## Given instruction
Switch every "in the photo above" in the data below to "in the image shown", keeping all else unchanged. Leave the pictures out of your copy.

Records from a dataset
= = = = =
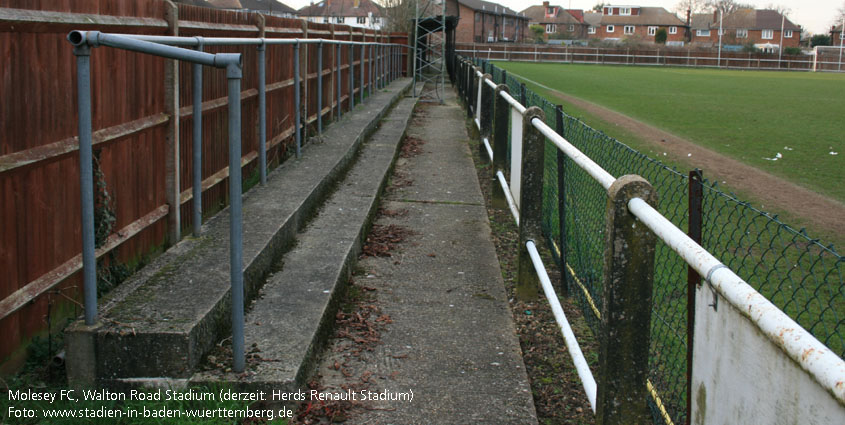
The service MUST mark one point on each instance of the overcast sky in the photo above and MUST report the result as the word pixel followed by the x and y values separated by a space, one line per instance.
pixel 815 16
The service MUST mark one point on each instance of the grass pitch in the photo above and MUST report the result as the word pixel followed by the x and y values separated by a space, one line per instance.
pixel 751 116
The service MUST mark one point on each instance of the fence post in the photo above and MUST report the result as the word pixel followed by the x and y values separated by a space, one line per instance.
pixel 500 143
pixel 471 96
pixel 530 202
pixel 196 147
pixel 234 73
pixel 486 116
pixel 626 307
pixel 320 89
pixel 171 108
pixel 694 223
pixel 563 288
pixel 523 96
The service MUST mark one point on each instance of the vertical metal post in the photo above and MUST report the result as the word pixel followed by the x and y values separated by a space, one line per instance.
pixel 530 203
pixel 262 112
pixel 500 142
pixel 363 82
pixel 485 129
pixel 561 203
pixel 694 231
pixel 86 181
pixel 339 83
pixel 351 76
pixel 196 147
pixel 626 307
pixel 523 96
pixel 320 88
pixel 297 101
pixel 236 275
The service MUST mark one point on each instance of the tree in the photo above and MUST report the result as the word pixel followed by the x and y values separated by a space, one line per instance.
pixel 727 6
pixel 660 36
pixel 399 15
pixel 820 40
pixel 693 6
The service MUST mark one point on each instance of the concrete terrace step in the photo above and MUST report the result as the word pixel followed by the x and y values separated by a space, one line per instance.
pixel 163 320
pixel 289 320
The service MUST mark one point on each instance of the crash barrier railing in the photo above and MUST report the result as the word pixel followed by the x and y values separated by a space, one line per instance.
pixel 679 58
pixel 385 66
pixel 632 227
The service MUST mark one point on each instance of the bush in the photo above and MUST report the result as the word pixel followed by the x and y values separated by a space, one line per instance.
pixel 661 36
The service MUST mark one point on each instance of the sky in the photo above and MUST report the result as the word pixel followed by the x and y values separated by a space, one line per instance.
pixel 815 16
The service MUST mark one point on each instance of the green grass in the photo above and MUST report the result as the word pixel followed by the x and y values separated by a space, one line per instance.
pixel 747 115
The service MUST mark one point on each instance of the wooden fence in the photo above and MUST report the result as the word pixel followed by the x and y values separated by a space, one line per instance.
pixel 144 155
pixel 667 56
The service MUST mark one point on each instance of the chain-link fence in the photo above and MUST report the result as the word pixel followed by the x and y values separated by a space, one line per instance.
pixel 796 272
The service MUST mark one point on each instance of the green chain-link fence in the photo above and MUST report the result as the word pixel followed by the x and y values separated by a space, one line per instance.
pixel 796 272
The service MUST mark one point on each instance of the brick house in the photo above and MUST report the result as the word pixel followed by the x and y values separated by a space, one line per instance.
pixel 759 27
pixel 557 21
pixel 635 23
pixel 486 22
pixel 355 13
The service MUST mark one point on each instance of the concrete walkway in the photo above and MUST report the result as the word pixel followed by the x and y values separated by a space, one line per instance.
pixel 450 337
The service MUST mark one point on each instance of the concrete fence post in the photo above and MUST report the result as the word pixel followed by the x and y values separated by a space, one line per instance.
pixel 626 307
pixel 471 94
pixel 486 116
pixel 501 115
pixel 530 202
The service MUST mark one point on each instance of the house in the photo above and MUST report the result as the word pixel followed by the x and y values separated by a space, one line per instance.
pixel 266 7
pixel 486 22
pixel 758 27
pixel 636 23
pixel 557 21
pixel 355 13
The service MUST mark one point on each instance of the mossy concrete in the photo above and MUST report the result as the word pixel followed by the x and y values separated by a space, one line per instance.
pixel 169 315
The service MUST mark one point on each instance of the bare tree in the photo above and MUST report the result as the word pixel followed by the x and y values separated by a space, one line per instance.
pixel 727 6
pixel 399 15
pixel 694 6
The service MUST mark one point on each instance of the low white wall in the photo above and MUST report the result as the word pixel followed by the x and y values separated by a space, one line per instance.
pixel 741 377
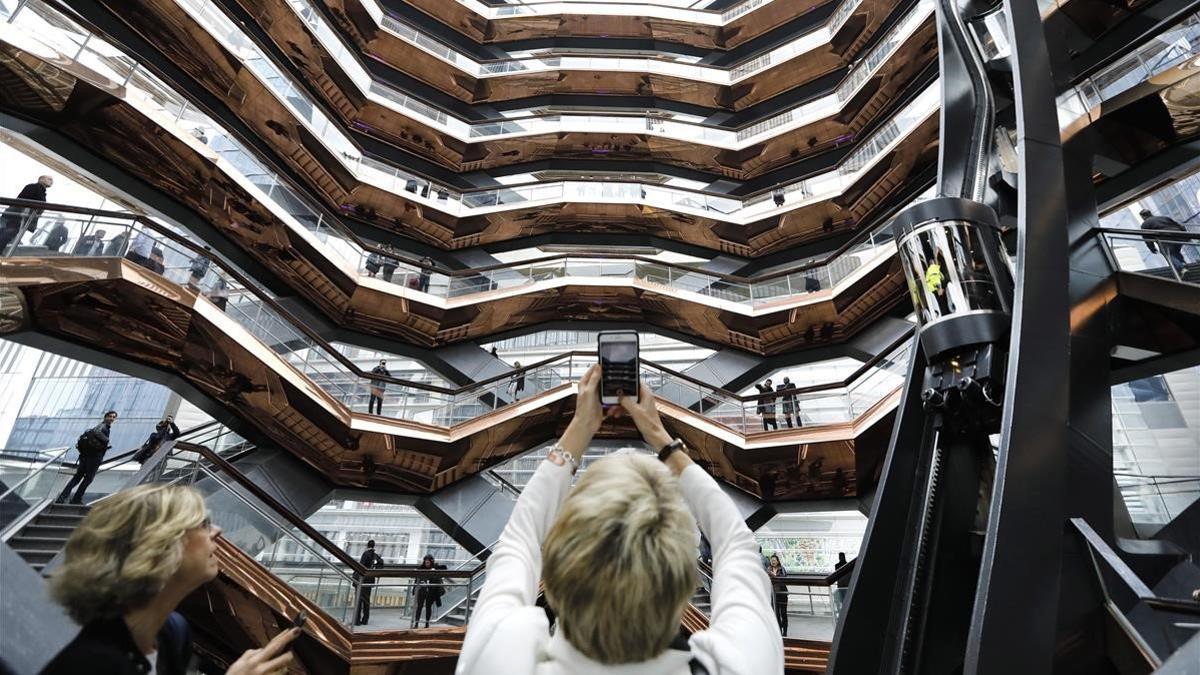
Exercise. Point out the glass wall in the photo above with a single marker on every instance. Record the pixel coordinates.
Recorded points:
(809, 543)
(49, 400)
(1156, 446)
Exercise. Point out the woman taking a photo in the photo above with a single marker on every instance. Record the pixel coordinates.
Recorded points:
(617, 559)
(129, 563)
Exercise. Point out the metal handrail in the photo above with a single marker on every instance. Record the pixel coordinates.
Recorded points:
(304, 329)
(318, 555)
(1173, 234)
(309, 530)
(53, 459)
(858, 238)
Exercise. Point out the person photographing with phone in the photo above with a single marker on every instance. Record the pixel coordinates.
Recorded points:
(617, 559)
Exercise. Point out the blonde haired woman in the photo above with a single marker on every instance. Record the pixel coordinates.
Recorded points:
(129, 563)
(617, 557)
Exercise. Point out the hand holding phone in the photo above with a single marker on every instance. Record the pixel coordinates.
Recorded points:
= = = = =
## Full response
The service MUST mark one point on each instance of the overcast sky in the image shown and MUST report the result as the word pixel followed by the x and y values separated by a space, one line per instance.
pixel 815 16
The service MUST mark one point on each instance of the grass pitch in the image shown and MUST report the result as the word pixel followed by the x and y values separated by a space, one line per instance.
pixel 751 116
The service MUST mark one point on each instance of the fence post in the image shown and MUST report the result as the word pixel followed by the x and y values separated by a space, one line per instance.
pixel 500 143
pixel 471 96
pixel 530 202
pixel 196 147
pixel 234 73
pixel 486 116
pixel 626 307
pixel 320 89
pixel 171 108
pixel 694 223
pixel 563 288
pixel 523 96
The service MUST mark one point on each instance of the vertical metal post in the image shown and MUST report the result as the word pixel followed by the x and y values separated by a space, one line per instance.
pixel 530 203
pixel 262 112
pixel 500 142
pixel 363 82
pixel 485 129
pixel 561 203
pixel 694 231
pixel 86 181
pixel 339 83
pixel 351 76
pixel 196 147
pixel 626 307
pixel 523 96
pixel 320 88
pixel 297 101
pixel 236 275
The service MUST mark one point on each instance of the tree in the image shown and MUST report the result as the word pixel followed by the x and y values separated by a space, one line per instance.
pixel 727 6
pixel 660 36
pixel 399 15
pixel 820 40
pixel 693 6
The service MUST mark one point on each instance of the concrete terrace step in the image shown and MUST report the result as the word pixel followed by the x and y values separated by a space, one line per instance.
pixel 163 320
pixel 289 320
The service MUST mark one point on each instance of the crash barrier railing in the image shown and MUST report the result as the word pixel followed by the x and y values separated by a space, one line per instance.
pixel 679 58
pixel 385 66
pixel 632 227
The service MUST mark one point on each instance of the bush in the image shown and MUST report the result as the word pixel followed by the x and y values separated by a space, one line per instance.
pixel 661 36
The service MUST mark one point on each instance of the sky in the image shown and MUST report the result as the word pixel followed by the x and y values separated by a space, one line per instance.
pixel 815 16
The service MUST mark one point on each instance of the green grass in the image shown and MUST report the result as the word pixel followed by the x and y values separated by a space, one line per instance.
pixel 747 115
The service MUST mark one point on each instance of the wooden fence in the image shown and MUST report the result as the word pixel followed by the x and y values separated by a space, one line per instance.
pixel 144 155
pixel 667 56
The service MUST mark one point on each instance of the chain-link fence in the image shown and MUST report the result as the word pixel followed by the x and y values separated by a space, one line per instance.
pixel 796 272
The service MUST mark one point on each instance of the green chain-link fence in the image shown and MUST report the result as the word pixel followed by the x and y values separated by a space, one line per instance.
pixel 796 272
The service MUST mark one point on each instance of the brick house in the image shown and MUST report the result as the word pixel followed by the x and y values separated by a space, one line per instance.
pixel 759 27
pixel 557 21
pixel 635 23
pixel 486 22
pixel 355 13
The service MUST mark one point on each instance of the concrete walkway in the image shown and MUST report the result as the word pixel followed by the x and y values separated by a space, one line per instance.
pixel 450 337
The service MUST mark one point on each instance of the concrete fence post in the image shown and MUST report the result as the word pixel followed by the x and y values separated by a space, one line per instance.
pixel 626 307
pixel 471 94
pixel 486 116
pixel 501 115
pixel 530 202
The service MUST mark one point on each instance of the house in the image shown and MUST report the result as the word pixel followed by the x and y values separated by a space, one line per instance.
pixel 266 7
pixel 486 22
pixel 758 27
pixel 636 23
pixel 557 21
pixel 355 13
The service MUST mark one point on each instance of the mossy concrete in the image shown and MUST report the result as the word pixel followed by the x and y values separated by a space, one line per instance.
pixel 169 315
The service MUST mark one point on each instance of the bare tree in the image shown and MUST report the result as the word pixel followed by the x and y values separated by a space, one line per instance.
pixel 727 6
pixel 399 15
pixel 694 6
The service MUST mark one point on each instance of the low white wall in the image shown and MUST report the result as the word pixel followed by the x and y values separated by a space, one line per instance.
pixel 741 377
Exercise. Point out the glass wall in the image shown with a single marker on every instance. Record the pixel coordinates.
Recorded points:
(809, 543)
(49, 400)
(1156, 446)
Exercise. Point out the woman taking a photo in the image shown with a single marker on every instance. Record the pixel coordinates.
Recorded points:
(617, 559)
(129, 563)
Exercise. Point out the metal handrail in the image shown with a single marker on every instance. Record the pixel coordinates.
Recorded points:
(304, 329)
(318, 555)
(1173, 234)
(309, 530)
(53, 459)
(858, 238)
Exercise. Point out the person photographing with phone in the image shown with a single marker on every instance. Record the pixel coordinates.
Recorded points:
(617, 559)
Exercise. Point out the blonde haired woman in the image shown with a single marker on every instance. Record the pixel coordinates.
Recorded points:
(129, 563)
(617, 557)
Exercise. Point out the hand holding phone in the image shown with a single marker on every instance. Record the pixel coordinates.
Recorded points:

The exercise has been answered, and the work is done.